# New Classic, and espresso mugs!



## dbairduk (Dec 22, 2011)

Ok here is my set-up so far!

Sorry didn't think about putting the milk jug in lol

Classic with le creuset graded blue espresso mugs, to match the big mugs and kettle, which kinda match my wood burning esse 990.

I am thinking of the ascaso i-mini polished grinder to go with it.


----------



## gazbea (Jul 11, 2011)

Nice start... What is missing is a grinder on the left-hand side


----------



## dbairduk (Dec 22, 2011)

yeh... I have been looking at the ascaso i-mini polished grinder, I am hoping some unwanted gifts come up on ebay in January though lol...

Also a tamper in the same blue would be nice


----------



## gazbea (Jul 11, 2011)

Have a look at Reg Barber as they come in a wide array of colors. Luckily you have a number of shades of blue in them cups to find a match to


----------



## dbairduk (Dec 22, 2011)

is there any good shops to check out in manchester gazbea?


----------



## gazbea (Jul 11, 2011)

Not found many as yet. There is a good cheap one in Marple called Toast Deli. There are a few I've heard good things about though.

Coffee Fix (Gatley); North Tea Power (Tib Street, Northern Quarter) [steve @ Hasbean did an "In My Mug Live" here]; Bean and Brush (Sale)

Let me know if you find any others though









You from Manchester area then?


----------



## MikeHag (Mar 13, 2011)
========================
What needs to be done — Write out the entire coffee setup thread again, word for word. Draw only on the coffee setup thread.

Stored data —
========================
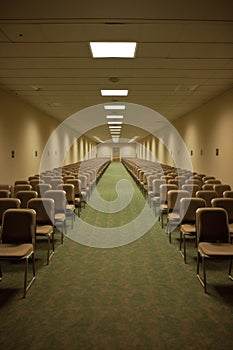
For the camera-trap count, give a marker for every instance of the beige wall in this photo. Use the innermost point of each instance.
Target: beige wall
(23, 129)
(206, 129)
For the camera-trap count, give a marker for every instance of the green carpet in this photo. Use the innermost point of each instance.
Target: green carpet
(137, 296)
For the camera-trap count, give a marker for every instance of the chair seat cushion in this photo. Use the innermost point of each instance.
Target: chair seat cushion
(216, 249)
(15, 250)
(188, 228)
(44, 229)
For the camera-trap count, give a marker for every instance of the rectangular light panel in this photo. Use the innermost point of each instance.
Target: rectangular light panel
(114, 92)
(114, 107)
(113, 49)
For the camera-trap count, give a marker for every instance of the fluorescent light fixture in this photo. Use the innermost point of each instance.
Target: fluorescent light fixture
(114, 116)
(113, 49)
(98, 139)
(114, 92)
(114, 123)
(114, 128)
(114, 107)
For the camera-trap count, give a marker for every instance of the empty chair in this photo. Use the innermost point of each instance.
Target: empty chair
(213, 181)
(41, 188)
(45, 209)
(213, 239)
(25, 196)
(59, 197)
(207, 187)
(7, 203)
(21, 187)
(173, 209)
(4, 193)
(164, 188)
(205, 178)
(227, 204)
(34, 182)
(55, 182)
(207, 196)
(191, 188)
(228, 194)
(79, 201)
(22, 182)
(155, 197)
(188, 208)
(70, 198)
(18, 240)
(220, 188)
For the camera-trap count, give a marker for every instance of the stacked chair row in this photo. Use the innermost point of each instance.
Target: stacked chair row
(37, 206)
(199, 206)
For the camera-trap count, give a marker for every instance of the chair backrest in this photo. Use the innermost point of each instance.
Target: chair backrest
(41, 188)
(205, 178)
(35, 182)
(207, 196)
(77, 185)
(173, 199)
(22, 182)
(188, 208)
(212, 225)
(55, 182)
(207, 187)
(24, 197)
(21, 187)
(7, 203)
(164, 188)
(191, 188)
(4, 193)
(69, 190)
(228, 194)
(156, 186)
(19, 226)
(44, 208)
(220, 188)
(59, 197)
(225, 203)
(213, 181)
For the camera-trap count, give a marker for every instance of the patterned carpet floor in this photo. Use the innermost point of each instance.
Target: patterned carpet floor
(138, 295)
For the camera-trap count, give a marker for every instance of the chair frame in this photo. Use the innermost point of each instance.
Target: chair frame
(30, 254)
(220, 242)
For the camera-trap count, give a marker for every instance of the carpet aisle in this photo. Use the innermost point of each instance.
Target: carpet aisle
(137, 296)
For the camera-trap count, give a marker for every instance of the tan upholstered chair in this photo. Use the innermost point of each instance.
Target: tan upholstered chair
(59, 197)
(70, 198)
(213, 239)
(25, 196)
(44, 208)
(228, 194)
(18, 240)
(79, 201)
(7, 203)
(173, 209)
(221, 188)
(188, 208)
(41, 188)
(21, 187)
(227, 204)
(207, 196)
(163, 200)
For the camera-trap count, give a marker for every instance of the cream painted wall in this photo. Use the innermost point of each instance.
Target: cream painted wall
(105, 150)
(24, 130)
(206, 129)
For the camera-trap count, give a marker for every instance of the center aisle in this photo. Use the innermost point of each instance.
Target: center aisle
(136, 296)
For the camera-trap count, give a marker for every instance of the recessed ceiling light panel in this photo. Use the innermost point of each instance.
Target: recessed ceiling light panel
(113, 49)
(114, 92)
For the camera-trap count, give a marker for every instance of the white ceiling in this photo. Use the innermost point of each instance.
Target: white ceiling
(184, 56)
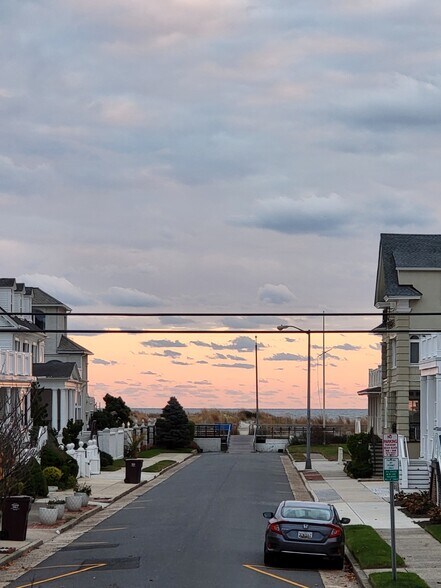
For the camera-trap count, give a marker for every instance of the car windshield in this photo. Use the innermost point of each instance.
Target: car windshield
(320, 514)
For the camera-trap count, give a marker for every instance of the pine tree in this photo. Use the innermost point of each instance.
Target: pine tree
(173, 429)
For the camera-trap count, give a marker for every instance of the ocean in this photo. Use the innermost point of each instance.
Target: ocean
(331, 413)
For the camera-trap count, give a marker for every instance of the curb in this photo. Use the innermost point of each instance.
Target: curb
(20, 551)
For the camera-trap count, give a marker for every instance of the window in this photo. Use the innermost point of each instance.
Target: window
(393, 352)
(414, 349)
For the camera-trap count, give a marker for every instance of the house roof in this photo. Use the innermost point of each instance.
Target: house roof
(54, 369)
(43, 299)
(404, 251)
(66, 345)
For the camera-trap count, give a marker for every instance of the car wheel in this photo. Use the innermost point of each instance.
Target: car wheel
(338, 563)
(269, 559)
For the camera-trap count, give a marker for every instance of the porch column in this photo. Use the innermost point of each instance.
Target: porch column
(64, 408)
(54, 418)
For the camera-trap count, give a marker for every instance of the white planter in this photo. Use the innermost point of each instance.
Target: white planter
(84, 498)
(47, 516)
(74, 502)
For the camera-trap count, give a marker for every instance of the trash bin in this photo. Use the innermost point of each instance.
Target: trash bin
(15, 517)
(133, 471)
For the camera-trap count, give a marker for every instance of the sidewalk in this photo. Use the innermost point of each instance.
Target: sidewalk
(367, 503)
(106, 488)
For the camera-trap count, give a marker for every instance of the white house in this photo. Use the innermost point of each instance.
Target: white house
(21, 344)
(28, 353)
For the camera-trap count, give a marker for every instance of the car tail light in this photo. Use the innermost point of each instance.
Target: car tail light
(335, 531)
(275, 528)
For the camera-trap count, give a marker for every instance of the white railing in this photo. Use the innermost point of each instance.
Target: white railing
(375, 377)
(15, 363)
(403, 455)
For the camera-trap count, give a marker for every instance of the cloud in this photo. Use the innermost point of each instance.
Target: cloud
(275, 294)
(163, 343)
(327, 215)
(286, 357)
(99, 361)
(129, 297)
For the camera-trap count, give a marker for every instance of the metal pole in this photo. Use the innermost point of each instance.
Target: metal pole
(257, 386)
(392, 531)
(308, 465)
(324, 383)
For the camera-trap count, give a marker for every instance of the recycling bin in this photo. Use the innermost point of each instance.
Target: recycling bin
(15, 517)
(133, 471)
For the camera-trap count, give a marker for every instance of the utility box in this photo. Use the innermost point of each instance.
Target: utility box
(15, 514)
(133, 471)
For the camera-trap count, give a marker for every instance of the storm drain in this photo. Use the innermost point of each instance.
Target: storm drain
(118, 563)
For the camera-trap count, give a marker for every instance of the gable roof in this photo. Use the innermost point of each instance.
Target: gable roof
(404, 251)
(66, 345)
(44, 299)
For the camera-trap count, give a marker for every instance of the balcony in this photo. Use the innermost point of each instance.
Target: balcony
(15, 366)
(375, 377)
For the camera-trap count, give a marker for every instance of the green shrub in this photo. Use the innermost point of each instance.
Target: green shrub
(52, 475)
(360, 465)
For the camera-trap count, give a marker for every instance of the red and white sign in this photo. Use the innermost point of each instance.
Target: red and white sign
(390, 445)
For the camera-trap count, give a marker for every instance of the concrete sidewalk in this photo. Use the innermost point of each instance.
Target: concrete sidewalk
(106, 488)
(366, 502)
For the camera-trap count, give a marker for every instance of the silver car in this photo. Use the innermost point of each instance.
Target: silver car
(312, 528)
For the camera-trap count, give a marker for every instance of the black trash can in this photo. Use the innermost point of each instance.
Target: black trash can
(133, 471)
(15, 517)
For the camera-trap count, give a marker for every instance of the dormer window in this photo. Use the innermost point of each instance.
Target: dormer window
(414, 349)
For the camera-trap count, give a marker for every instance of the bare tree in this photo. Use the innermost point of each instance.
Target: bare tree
(17, 443)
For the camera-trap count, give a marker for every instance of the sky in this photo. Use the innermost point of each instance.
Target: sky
(195, 156)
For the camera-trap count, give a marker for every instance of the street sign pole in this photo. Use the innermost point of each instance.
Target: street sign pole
(391, 470)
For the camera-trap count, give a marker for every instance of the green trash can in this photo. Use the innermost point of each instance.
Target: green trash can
(133, 471)
(15, 514)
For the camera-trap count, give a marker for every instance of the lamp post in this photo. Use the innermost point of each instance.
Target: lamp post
(308, 465)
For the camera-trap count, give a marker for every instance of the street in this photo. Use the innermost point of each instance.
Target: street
(200, 527)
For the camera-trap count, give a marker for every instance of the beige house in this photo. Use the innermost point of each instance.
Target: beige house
(408, 290)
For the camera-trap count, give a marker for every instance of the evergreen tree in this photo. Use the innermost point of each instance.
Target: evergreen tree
(173, 429)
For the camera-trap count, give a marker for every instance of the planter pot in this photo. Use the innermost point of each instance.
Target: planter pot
(47, 516)
(74, 503)
(60, 510)
(84, 498)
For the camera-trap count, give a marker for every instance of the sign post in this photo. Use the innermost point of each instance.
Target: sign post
(391, 473)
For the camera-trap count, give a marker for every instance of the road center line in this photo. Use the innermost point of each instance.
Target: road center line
(272, 576)
(80, 571)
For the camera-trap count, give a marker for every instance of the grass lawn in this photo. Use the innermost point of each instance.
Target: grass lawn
(368, 548)
(330, 451)
(404, 580)
(159, 465)
(434, 530)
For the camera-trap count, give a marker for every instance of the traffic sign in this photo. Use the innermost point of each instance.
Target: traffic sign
(391, 469)
(390, 445)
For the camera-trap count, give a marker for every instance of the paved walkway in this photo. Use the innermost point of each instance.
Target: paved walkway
(367, 503)
(106, 488)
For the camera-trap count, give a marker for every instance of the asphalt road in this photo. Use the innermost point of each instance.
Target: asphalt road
(200, 528)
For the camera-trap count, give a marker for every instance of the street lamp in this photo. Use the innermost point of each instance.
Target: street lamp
(308, 465)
========================
Worked solution —
# New Classic, and espresso mugs!



## dbairduk (Dec 22, 2011)

Ok here is my set-up so far!

Sorry didn't think about putting the milk jug in lol

Classic with le creuset graded blue espresso mugs, to match the big mugs and kettle, which kinda match my wood burning esse 990.

I am thinking of the ascaso i-mini polished grinder to go with it.


----------



## gazbea (Jul 11, 2011)

Nice start... What is missing is a grinder on the left-hand side


----------



## dbairduk (Dec 22, 2011)

yeh... I have been looking at the ascaso i-mini polished grinder, I am hoping some unwanted gifts come up on ebay in January though lol...

Also a tamper in the same blue would be nice


----------



## gazbea (Jul 11, 2011)

Have a look at Reg Barber as they come in a wide array of colors. Luckily you have a number of shades of blue in them cups to find a match to


----------



## dbairduk (Dec 22, 2011)

is there any good shops to check out in manchester gazbea?


----------



## gazbea (Jul 11, 2011)

Not found many as yet. There is a good cheap one in Marple called Toast Deli. There are a few I've heard good things about though.

Coffee Fix (Gatley); North Tea Power (Tib Street, Northern Quarter) [steve @ Hasbean did an "In My Mug Live" here]; Bean and Brush (Sale)

Let me know if you find any others though









You from Manchester area then?


----------



## MikeHag (Mar 13, 2011)